§ Your task:
Report how many lines of the following entries include the string "like"; respond with the number alone.

Items from a data source
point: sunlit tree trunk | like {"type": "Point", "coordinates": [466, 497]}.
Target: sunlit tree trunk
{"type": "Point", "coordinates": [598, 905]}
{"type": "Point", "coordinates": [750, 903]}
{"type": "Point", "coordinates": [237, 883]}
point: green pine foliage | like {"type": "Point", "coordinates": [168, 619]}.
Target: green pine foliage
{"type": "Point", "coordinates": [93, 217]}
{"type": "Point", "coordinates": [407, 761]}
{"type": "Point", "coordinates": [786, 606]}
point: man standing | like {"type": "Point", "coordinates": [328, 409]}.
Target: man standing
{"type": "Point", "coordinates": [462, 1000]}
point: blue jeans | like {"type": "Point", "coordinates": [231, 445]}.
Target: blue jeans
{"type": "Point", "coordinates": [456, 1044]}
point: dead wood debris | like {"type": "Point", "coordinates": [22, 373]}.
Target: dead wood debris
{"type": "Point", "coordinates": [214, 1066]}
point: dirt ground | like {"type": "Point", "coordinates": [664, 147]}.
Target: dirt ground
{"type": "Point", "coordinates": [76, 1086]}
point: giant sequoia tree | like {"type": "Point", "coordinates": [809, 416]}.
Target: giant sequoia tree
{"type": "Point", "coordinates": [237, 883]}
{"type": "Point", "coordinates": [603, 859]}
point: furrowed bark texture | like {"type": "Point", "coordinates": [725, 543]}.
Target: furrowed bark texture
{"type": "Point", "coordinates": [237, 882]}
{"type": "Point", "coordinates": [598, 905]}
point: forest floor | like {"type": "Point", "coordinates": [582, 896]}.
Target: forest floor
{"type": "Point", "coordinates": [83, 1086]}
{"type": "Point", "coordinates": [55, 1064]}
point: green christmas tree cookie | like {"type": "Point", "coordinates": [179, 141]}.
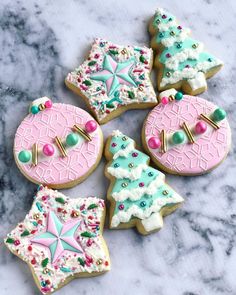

§ Answer to this problem:
10